§ **Task to carry out**: Your copy should hold the lines below from the first through the one that contains "Drop a point on each instance of the red peony", each retyped exactly, and no pictures.

- - -

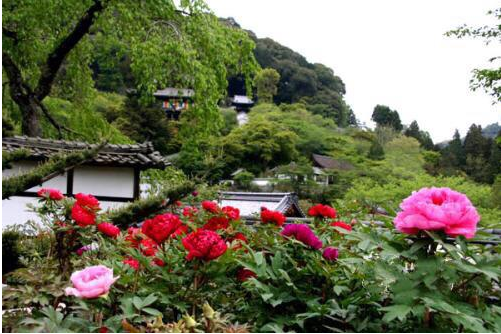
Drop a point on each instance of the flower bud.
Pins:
(208, 311)
(190, 322)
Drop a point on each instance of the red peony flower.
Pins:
(244, 274)
(53, 194)
(182, 230)
(330, 253)
(148, 247)
(82, 216)
(161, 227)
(210, 206)
(231, 212)
(241, 238)
(303, 233)
(87, 201)
(341, 225)
(108, 229)
(216, 223)
(133, 236)
(158, 262)
(204, 244)
(272, 217)
(131, 262)
(322, 211)
(189, 211)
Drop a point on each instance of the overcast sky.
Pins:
(389, 52)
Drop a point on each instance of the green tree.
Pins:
(488, 79)
(376, 151)
(169, 43)
(384, 116)
(413, 131)
(266, 82)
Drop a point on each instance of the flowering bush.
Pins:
(168, 274)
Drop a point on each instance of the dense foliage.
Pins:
(197, 267)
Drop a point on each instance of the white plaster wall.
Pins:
(104, 181)
(58, 182)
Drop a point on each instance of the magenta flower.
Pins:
(91, 282)
(303, 233)
(441, 209)
(330, 253)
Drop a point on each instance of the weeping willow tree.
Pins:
(48, 46)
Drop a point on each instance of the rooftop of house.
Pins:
(174, 92)
(142, 156)
(241, 99)
(326, 162)
(250, 203)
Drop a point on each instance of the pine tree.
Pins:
(376, 152)
(413, 131)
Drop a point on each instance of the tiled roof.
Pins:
(174, 92)
(250, 203)
(135, 155)
(242, 99)
(326, 162)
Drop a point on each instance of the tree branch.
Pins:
(56, 58)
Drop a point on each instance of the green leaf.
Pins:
(396, 311)
(138, 303)
(152, 311)
(149, 300)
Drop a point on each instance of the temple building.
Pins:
(251, 203)
(242, 106)
(175, 100)
(113, 176)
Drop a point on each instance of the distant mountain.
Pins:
(490, 131)
(312, 83)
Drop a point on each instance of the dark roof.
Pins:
(250, 203)
(174, 92)
(136, 155)
(326, 162)
(241, 99)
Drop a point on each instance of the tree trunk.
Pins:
(30, 109)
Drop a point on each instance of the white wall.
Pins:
(98, 181)
(104, 181)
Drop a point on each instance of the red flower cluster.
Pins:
(303, 233)
(204, 244)
(241, 238)
(133, 236)
(53, 194)
(161, 227)
(231, 212)
(132, 262)
(342, 225)
(244, 274)
(85, 209)
(189, 211)
(210, 206)
(108, 229)
(272, 217)
(322, 211)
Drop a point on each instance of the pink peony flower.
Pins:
(303, 233)
(91, 282)
(438, 209)
(330, 253)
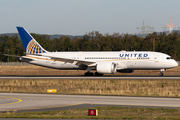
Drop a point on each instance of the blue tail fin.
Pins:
(31, 46)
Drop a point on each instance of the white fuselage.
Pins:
(124, 59)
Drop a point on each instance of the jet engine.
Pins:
(108, 67)
(125, 71)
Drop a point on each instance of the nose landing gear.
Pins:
(161, 72)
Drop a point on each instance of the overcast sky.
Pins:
(77, 17)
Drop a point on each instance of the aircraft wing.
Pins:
(78, 61)
(19, 57)
(71, 60)
(13, 56)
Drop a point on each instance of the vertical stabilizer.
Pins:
(31, 46)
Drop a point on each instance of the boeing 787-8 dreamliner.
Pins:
(103, 62)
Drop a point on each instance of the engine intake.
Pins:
(106, 68)
(125, 71)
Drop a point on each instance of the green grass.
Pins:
(106, 112)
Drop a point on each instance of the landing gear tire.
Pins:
(88, 74)
(98, 74)
(161, 74)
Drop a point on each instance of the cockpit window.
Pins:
(168, 58)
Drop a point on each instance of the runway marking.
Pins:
(19, 100)
(52, 106)
(115, 99)
(141, 105)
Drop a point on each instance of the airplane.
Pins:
(108, 62)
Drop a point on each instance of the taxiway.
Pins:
(46, 102)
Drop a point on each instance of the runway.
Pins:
(46, 102)
(87, 77)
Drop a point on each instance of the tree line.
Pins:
(95, 41)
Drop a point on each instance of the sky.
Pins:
(78, 17)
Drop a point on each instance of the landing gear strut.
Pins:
(92, 74)
(88, 74)
(98, 74)
(161, 72)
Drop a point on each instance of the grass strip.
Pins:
(105, 112)
(163, 88)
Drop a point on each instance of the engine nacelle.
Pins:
(103, 68)
(125, 71)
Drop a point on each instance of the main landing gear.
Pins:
(92, 74)
(161, 72)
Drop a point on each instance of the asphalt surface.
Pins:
(87, 77)
(48, 102)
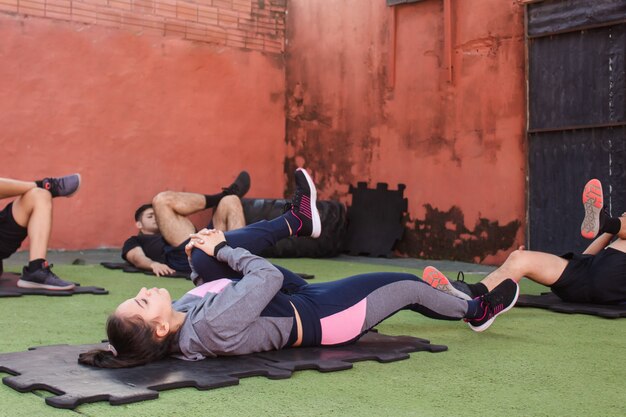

- - -

§ **Problem solution**:
Drop a point on each instance of the flower bud.
Pins:
(208, 311)
(190, 322)
Drop a point on each instance of the red peony flower.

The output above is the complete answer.